Which lines of the items below contain the word "toasted"? Show each of those lines in full; case counts.

************

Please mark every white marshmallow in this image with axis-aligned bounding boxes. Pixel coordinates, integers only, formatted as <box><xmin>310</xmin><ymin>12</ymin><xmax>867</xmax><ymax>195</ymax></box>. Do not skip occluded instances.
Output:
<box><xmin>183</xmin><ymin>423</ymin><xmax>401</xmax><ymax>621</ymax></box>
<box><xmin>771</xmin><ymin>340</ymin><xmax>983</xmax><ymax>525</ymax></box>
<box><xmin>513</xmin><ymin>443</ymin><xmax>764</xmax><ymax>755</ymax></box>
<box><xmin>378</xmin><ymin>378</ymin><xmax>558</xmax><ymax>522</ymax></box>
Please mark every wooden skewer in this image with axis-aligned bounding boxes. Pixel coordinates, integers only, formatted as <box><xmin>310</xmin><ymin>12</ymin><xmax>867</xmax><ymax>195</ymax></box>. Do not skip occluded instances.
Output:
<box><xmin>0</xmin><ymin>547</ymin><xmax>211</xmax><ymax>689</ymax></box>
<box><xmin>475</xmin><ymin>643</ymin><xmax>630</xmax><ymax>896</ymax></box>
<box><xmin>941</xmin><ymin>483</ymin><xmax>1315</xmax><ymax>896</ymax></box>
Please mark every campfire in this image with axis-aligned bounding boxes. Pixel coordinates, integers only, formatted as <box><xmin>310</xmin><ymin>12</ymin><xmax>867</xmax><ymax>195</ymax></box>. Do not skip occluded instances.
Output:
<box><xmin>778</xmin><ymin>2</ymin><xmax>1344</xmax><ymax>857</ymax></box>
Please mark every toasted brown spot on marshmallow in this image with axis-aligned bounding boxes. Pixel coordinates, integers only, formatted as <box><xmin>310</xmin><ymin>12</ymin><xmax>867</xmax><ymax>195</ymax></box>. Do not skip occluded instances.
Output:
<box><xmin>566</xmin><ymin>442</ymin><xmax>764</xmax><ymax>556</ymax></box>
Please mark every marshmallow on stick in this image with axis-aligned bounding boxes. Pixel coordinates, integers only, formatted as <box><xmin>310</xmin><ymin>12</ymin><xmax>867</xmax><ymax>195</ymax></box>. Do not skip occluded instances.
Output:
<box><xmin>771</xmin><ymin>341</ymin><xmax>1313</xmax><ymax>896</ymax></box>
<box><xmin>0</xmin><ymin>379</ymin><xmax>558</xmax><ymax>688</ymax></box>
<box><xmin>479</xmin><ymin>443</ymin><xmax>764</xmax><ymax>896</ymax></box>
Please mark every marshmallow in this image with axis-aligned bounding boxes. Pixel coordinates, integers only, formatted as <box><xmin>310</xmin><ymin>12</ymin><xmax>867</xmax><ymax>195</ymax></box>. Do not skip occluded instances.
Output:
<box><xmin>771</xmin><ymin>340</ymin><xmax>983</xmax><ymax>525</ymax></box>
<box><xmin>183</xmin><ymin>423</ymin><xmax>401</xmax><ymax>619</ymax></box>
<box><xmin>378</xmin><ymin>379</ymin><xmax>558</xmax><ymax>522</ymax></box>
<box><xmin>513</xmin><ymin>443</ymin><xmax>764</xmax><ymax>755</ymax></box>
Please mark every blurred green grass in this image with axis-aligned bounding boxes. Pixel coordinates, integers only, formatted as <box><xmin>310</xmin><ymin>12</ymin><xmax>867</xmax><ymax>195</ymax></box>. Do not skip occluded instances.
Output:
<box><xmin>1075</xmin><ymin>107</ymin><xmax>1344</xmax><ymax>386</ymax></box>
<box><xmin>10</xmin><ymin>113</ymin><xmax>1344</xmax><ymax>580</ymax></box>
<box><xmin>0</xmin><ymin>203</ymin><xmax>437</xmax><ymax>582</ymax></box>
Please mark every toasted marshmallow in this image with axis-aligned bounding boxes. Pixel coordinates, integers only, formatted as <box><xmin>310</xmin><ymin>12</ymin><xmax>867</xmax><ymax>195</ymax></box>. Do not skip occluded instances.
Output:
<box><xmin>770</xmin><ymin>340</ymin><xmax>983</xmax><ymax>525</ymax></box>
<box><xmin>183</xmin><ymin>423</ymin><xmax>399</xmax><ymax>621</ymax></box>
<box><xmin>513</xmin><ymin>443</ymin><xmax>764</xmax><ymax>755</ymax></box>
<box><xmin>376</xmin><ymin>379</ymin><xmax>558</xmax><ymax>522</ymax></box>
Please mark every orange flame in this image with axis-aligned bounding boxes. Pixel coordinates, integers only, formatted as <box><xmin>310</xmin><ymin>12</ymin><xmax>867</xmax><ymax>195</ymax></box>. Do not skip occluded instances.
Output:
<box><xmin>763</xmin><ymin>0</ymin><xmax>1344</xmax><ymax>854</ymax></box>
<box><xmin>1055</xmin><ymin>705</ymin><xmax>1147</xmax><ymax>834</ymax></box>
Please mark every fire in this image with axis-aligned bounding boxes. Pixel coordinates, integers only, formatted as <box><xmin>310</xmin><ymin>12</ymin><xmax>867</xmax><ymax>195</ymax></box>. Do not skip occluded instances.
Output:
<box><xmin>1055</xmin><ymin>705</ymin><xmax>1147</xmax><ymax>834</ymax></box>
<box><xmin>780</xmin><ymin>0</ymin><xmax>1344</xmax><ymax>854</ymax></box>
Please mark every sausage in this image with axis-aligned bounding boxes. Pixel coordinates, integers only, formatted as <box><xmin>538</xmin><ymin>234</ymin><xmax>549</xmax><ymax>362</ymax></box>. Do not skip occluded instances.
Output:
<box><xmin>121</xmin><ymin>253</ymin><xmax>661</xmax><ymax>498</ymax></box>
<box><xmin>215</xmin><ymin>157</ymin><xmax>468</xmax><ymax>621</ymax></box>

************

§ Task result
Please mark every toasted brown spot on marshmallow in this image with axis-aligned bounding boxes. Pixel coordinates, integers only, formatted as <box><xmin>310</xmin><ymin>12</ymin><xmax>867</xmax><ymax>195</ymax></box>. Do not skip occluded instances.
Please mark every toasted marshmallow in this image with axis-aligned bounding boxes. Pixel coordinates, integers only, formatted as <box><xmin>310</xmin><ymin>12</ymin><xmax>867</xmax><ymax>195</ymax></box>. Do not skip occluded instances.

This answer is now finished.